*Document passage*

A draw with Morton at Cappielow followed, with Mark Stewart scoring an early opener. The following week attacker Dimitris Froxylias agreed a contract extension until the end of the season, after impressing with 3 goals and 2 assists in his 8 appearances for the club. The month ended winless in the league for Sons, with Dundee United taking all three points thanks to two goals from former Dumbarton loanee Sam Stanton.

November 

November began with Sons securing their first away league win of the season, 1-0 against Brechin City thanks to an injury time Willie Dyer own-goal. The Sons made it two victories in a row, and made it to the semi-finals of the Scottish Challenge Cup for the first time in their history, the following week - with a 2-0 success over Raith Rovers thanks to goals from Christopher McLaughlin and Ally Roy. A further success followed a week later, as Stuart Carswell's first career goal was enough to defeat Elgin City in the Scottish Cup. Sons continued the run, as Dimitris Froxylias returned from injury with a stunning goal in a 2-2 draw with Dunfermline Athletic. They ended the month undefeated, with Greg Morrison scoring his first goal for the club in a 2-2 draw with Queen of the South.

December 

The good form continued into December, as Tom Walsh scored the winner against his former club St Mirren, a result that knocked the Paisley club off the top of the table. After going through November unbeaten, Stevie Aitken was named Ladbrokes Championship Manager of the Month. Sons finally fell to their first defeat since October, against Inverness on 16 December. This was followed by a 0-0 draw with Falkirk in which left-back Chris McLaughlin was stretchered off with a serious injury. Three days later Sons were back in action again, falling to a 4-1 defeat at home to Livingston, with Kyle Hutton being sent-off. Snow forced their final scheduled game of the year, a home tie against Greenock Morton to be called off. The month ended with left-back Liam Dick joining the club from Stranraer.

January 
Dumbarton opened the year with a goal-less draw against Queen of the South at Palmerston Park. Later in the week young midfielder Kyle Prior joined Lowland Football League side BSC Glasgow on loan until the end of the season. An early Joe Cardle goal consigned the club to their first defeat of 2018 against Dunfermline Athletic, a result that also left them without a home league victory since September. Iain Russell became the club's second signing of the January window, as he came out of retirement to re-join the club after leaving in 2006. A day later Sons tasted defeat again, going down 0-2 against league leaders St Mirren at the YOUR Radio 103FM Stadium, meaning that they still hadn't scored in 2018. Post-match it was confirmed that attacker Ally Roy wouldn't be having his loan spell from Hearts extended. On 22 January striker Kevin Nisbet joined the club on loan from Partick Thistle. A day later Dumbarton extended their run in the Scottish Cup with a 3-2 victory against Peterhead at Balmoor Stadium thanks to a double from Calum Gallagher and Iain Russell's first goal for the club since returning. That set up a fifth round tie with Greenock Morton. Despite the cup success however, Dumbarton remained winless (and goal-less) in the league in 2018, as first-half goals from Alan Lithgow and Ryan Hardie consigned them to a 2-0 defeat to Livingston. On the penultimate day of the January transfer window winger Andy Stirling returned to the club on-loan from Queen of the South.

*Exercise requirements*
For each statement below, say yes or no to whether the Dumbarton season report above agrees with it, and quote the words from the report that settle it. (a) Stuart Carswell's first career goal beat Elgin City in the Scottish Cup. (b) Chris McLaughlin was stretchered off during the home defeat to Livingston. (c) Kevin Nisbet joined the club on loan from Partick Thistle.

*Data supplied*
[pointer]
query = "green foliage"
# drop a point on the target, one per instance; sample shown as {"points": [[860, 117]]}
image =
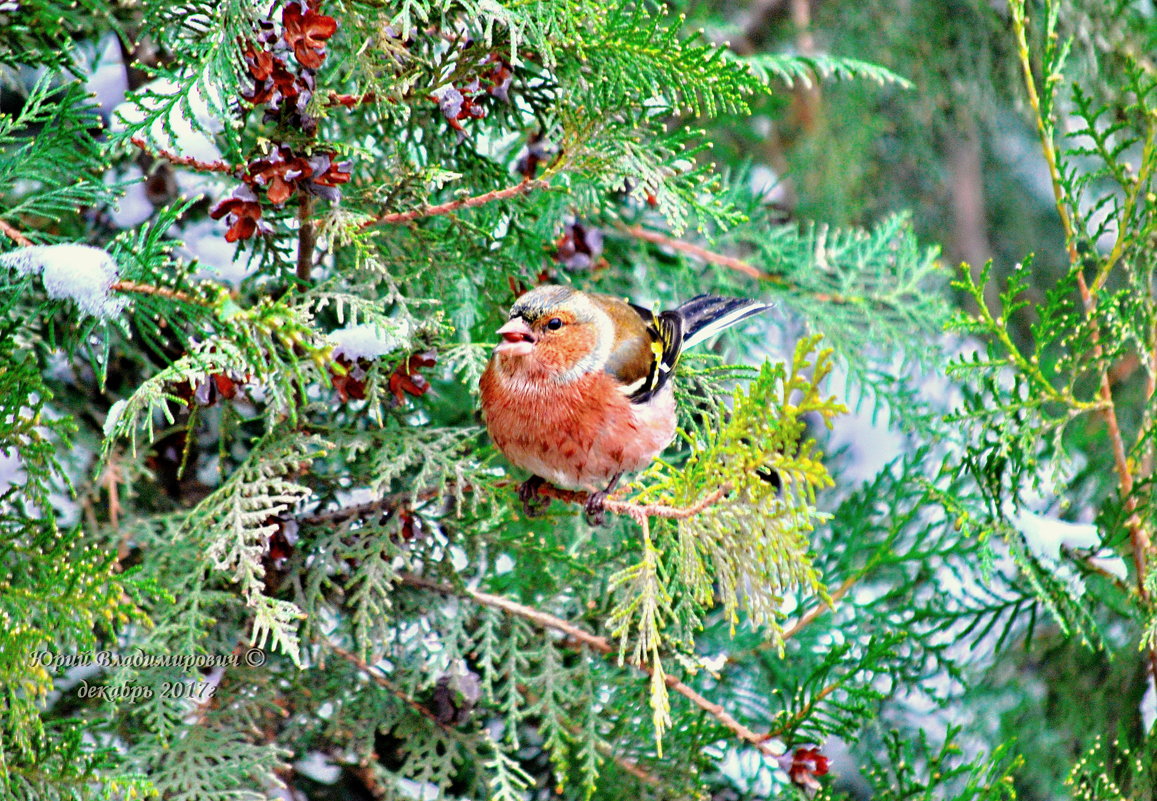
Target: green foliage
{"points": [[336, 552]]}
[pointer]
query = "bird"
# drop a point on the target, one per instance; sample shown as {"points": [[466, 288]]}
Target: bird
{"points": [[579, 390]]}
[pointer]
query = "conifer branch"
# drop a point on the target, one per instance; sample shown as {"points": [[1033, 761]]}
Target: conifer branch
{"points": [[805, 710], [188, 161], [1139, 537], [601, 645], [376, 676], [14, 235], [522, 188]]}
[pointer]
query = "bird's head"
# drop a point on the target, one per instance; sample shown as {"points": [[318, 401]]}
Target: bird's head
{"points": [[554, 332]]}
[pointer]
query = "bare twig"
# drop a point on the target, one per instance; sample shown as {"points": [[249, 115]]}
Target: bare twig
{"points": [[701, 254], [189, 161], [816, 611], [723, 261], [598, 644], [14, 235], [455, 205], [149, 289]]}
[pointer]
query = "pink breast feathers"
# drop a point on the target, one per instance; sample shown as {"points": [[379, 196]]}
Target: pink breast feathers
{"points": [[576, 435]]}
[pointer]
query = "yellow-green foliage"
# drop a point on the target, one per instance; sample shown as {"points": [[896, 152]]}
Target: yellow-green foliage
{"points": [[749, 543]]}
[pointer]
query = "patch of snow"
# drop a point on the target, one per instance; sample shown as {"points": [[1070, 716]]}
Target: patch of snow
{"points": [[108, 81], [79, 272], [363, 342], [205, 242], [134, 207], [1149, 706]]}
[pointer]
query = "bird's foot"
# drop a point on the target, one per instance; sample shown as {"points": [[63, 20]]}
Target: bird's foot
{"points": [[596, 502], [595, 508], [532, 504]]}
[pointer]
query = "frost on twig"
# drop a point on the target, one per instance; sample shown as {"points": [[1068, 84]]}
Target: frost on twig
{"points": [[78, 272]]}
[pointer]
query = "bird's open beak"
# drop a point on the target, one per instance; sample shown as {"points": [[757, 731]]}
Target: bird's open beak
{"points": [[517, 338]]}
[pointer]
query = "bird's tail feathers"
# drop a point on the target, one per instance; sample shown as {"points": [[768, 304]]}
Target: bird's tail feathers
{"points": [[706, 315]]}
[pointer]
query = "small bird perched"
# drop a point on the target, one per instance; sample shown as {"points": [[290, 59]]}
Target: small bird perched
{"points": [[579, 390]]}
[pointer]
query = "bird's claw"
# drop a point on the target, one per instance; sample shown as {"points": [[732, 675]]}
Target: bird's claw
{"points": [[532, 504], [595, 508]]}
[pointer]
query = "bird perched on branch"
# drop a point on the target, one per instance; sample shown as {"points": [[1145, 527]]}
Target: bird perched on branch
{"points": [[579, 391]]}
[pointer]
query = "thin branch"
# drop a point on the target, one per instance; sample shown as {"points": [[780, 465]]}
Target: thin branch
{"points": [[640, 512], [149, 289], [307, 236], [189, 161], [805, 708], [598, 644], [603, 748], [14, 235], [816, 611], [636, 512], [378, 506], [701, 254], [723, 261], [455, 205]]}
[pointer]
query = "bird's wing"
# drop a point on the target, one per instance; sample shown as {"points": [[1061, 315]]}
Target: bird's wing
{"points": [[646, 347]]}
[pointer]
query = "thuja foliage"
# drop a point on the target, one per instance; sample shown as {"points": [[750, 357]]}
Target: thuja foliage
{"points": [[245, 465]]}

*Final answer*
(a) Yes: "Stuart Carswell's first career goal was enough to defeat Elgin City in the Scottish Cup"
(b) No: "a 0-0 draw with Falkirk in which left-back Chris McLaughlin was stretchered off with a serious injury"
(c) Yes: "On 22 January striker Kevin Nisbet joined the club on loan from Partick Thistle."